* Your instructions: Each line of the material must be reproduced exactly; pictures stay out.

* Dataset entries:

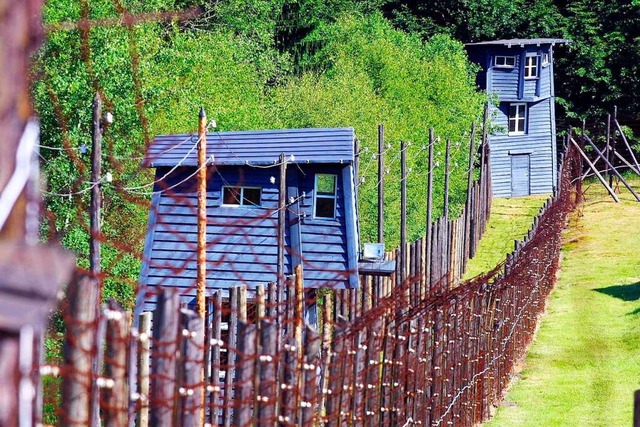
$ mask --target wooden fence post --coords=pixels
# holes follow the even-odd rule
[[[98,284],[89,276],[76,276],[69,285],[67,300],[71,322],[67,325],[64,365],[68,374],[62,381],[60,425],[88,425],[93,381],[93,349],[96,341]]]
[[[140,411],[138,427],[149,426],[149,393],[151,364],[151,312],[140,315],[140,354],[138,357],[138,393],[140,395]]]
[[[467,171],[467,202],[465,206],[465,226],[464,226],[464,256],[463,264],[466,266],[467,259],[471,258],[471,245],[473,235],[471,234],[471,218],[474,216],[472,199],[473,199],[473,163],[475,157],[475,142],[476,142],[476,122],[471,125],[471,138],[469,141],[469,170]],[[464,267],[463,267],[464,268]]]
[[[251,425],[253,412],[252,388],[255,376],[256,337],[258,328],[255,324],[238,322],[237,371],[234,387],[234,426]]]
[[[313,427],[315,421],[315,411],[318,400],[318,370],[320,366],[320,335],[311,327],[307,326],[306,344],[304,346],[304,359],[302,367],[302,422],[304,427]]]
[[[231,293],[229,314],[229,335],[227,339],[227,366],[224,377],[224,396],[222,405],[222,425],[231,427],[233,409],[233,384],[236,378],[236,354],[238,353],[238,302],[240,300],[240,288],[235,286],[229,289]]]
[[[175,289],[163,289],[158,295],[153,325],[153,366],[149,396],[150,424],[173,425],[176,400],[176,366],[180,295]]]
[[[204,425],[204,319],[199,314],[184,312],[184,405],[182,425],[197,427]]]
[[[220,410],[220,369],[221,369],[221,358],[220,358],[220,349],[223,345],[222,342],[222,297],[220,296],[220,292],[214,292],[211,296],[211,303],[209,305],[211,316],[211,340],[207,343],[211,346],[211,356],[207,363],[211,364],[211,388],[209,395],[209,422],[211,424],[219,424],[218,422],[218,412]]]
[[[333,311],[333,304],[331,294],[326,293],[324,295],[324,303],[322,304],[322,354],[323,354],[323,366],[322,371],[322,383],[320,389],[322,390],[322,401],[320,407],[324,408],[327,405],[327,390],[329,388],[329,365],[331,363],[331,351],[332,351],[332,331],[331,331],[331,312]]]
[[[106,390],[105,426],[123,427],[127,421],[127,347],[129,344],[129,322],[124,311],[115,300],[110,300],[107,318],[107,352],[105,357],[107,378],[113,387]]]
[[[280,413],[282,414],[282,425],[297,426],[298,402],[300,390],[298,389],[298,351],[296,341],[293,337],[285,338],[282,350],[282,392],[280,393]]]
[[[435,139],[433,137],[433,128],[429,129],[429,170],[427,176],[427,227],[425,237],[425,280],[427,292],[431,290],[431,251],[432,251],[432,236],[433,236],[433,144]]]
[[[340,414],[340,399],[344,393],[342,390],[342,368],[344,357],[343,349],[345,345],[345,337],[342,331],[336,330],[333,334],[333,342],[330,349],[331,354],[326,358],[329,360],[325,363],[324,369],[327,381],[325,382],[327,388],[323,388],[323,393],[326,397],[326,422],[328,425],[340,425],[342,415]],[[328,351],[329,352],[329,351]]]
[[[355,293],[355,290],[353,290]],[[289,296],[291,298],[291,296]],[[304,278],[302,277],[302,264],[296,265],[295,270],[295,340],[298,352],[302,352],[302,325],[304,324]]]
[[[384,243],[384,126],[378,125],[378,243]]]
[[[400,169],[402,178],[400,181],[400,288],[407,294],[407,143],[400,141]],[[403,303],[406,301],[403,301]],[[402,304],[404,305],[404,304]]]
[[[284,153],[280,154],[280,178],[278,190],[278,296],[279,302],[284,300],[284,264],[285,264],[285,220],[287,206],[287,157]]]
[[[263,320],[260,325],[260,379],[258,386],[258,407],[256,421],[259,426],[273,427],[276,423],[276,409],[279,390],[277,379],[277,352],[280,335],[279,325],[273,321]]]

* Answer to the exercise:
$ mask --target wooden fence post --coords=pixels
# holes follow the even-odd rule
[[[98,284],[89,276],[76,276],[69,285],[67,300],[71,322],[67,325],[64,365],[68,374],[62,381],[60,425],[88,425],[93,381],[93,349],[96,341]]]
[[[140,411],[138,427],[149,426],[149,393],[151,364],[151,312],[140,315],[140,354],[138,357],[138,393],[140,395]]]
[[[467,171],[467,202],[465,206],[465,226],[464,226],[464,256],[463,264],[466,266],[467,259],[471,258],[471,245],[473,235],[471,234],[471,218],[474,216],[472,199],[473,199],[473,163],[475,157],[475,142],[476,142],[476,122],[471,125],[471,138],[469,141],[469,170]],[[464,267],[463,267],[464,268]]]
[[[251,425],[253,412],[252,388],[255,376],[256,337],[258,328],[255,324],[238,322],[237,371],[234,387],[234,426]]]
[[[313,427],[315,421],[315,411],[318,400],[318,370],[320,366],[320,335],[311,327],[307,326],[306,344],[304,346],[304,359],[302,367],[302,422],[304,427]]]
[[[231,293],[229,314],[229,335],[227,339],[227,366],[224,377],[224,396],[222,405],[222,425],[231,427],[233,409],[233,384],[236,378],[236,354],[238,353],[238,302],[240,300],[240,288],[235,286],[229,289]]]
[[[175,289],[163,289],[158,295],[153,325],[153,366],[149,396],[150,424],[173,425],[176,400],[176,366],[180,295]]]
[[[204,425],[204,319],[199,314],[184,312],[184,405],[182,425],[197,427]]]
[[[220,410],[220,369],[221,369],[221,358],[220,358],[220,349],[223,345],[222,342],[222,297],[220,296],[220,292],[214,292],[211,296],[211,303],[209,305],[211,316],[211,340],[207,343],[211,346],[211,356],[207,363],[211,364],[211,388],[209,395],[209,422],[211,424],[219,424],[218,422],[218,412]]]
[[[333,311],[333,304],[331,294],[326,293],[324,295],[324,303],[322,304],[322,354],[323,354],[323,366],[322,371],[322,383],[320,389],[322,390],[322,401],[320,407],[324,408],[327,405],[327,390],[329,388],[329,365],[331,363],[331,351],[332,351],[332,331],[331,331],[331,312]]]
[[[106,390],[105,426],[123,427],[127,421],[127,347],[129,344],[129,322],[124,311],[115,300],[110,300],[107,318],[107,352],[105,357],[107,378],[113,387]]]
[[[280,413],[282,414],[282,425],[297,426],[298,402],[300,390],[298,389],[298,351],[296,341],[293,337],[285,338],[282,350],[282,392],[280,393]]]
[[[435,139],[433,137],[433,128],[429,129],[429,170],[427,176],[427,227],[425,237],[425,280],[427,292],[431,290],[431,251],[432,251],[432,236],[433,236],[433,144]]]
[[[340,414],[340,399],[344,393],[342,390],[342,368],[344,357],[343,349],[345,345],[345,337],[342,331],[336,330],[333,334],[333,342],[330,349],[331,354],[326,358],[329,360],[325,363],[324,369],[327,381],[325,382],[327,388],[323,388],[323,393],[326,397],[326,422],[328,425],[340,425],[342,415]],[[328,351],[329,352],[329,351]]]
[[[355,293],[355,290],[353,290]],[[289,296],[291,298],[291,296]],[[304,278],[302,277],[302,264],[296,265],[295,270],[295,340],[298,352],[302,352],[302,325],[304,324]]]
[[[384,243],[384,126],[378,125],[378,243]]]
[[[400,169],[402,178],[400,181],[400,288],[407,294],[407,143],[400,141]],[[403,303],[406,301],[403,301]],[[402,304],[404,305],[404,304]]]
[[[284,153],[280,154],[280,178],[278,190],[278,296],[279,302],[284,300],[284,264],[285,264],[285,220],[287,206],[287,157]]]
[[[263,320],[260,325],[260,379],[258,386],[258,407],[256,421],[259,426],[273,427],[276,423],[276,409],[279,390],[277,379],[277,352],[280,335],[279,325],[273,321]]]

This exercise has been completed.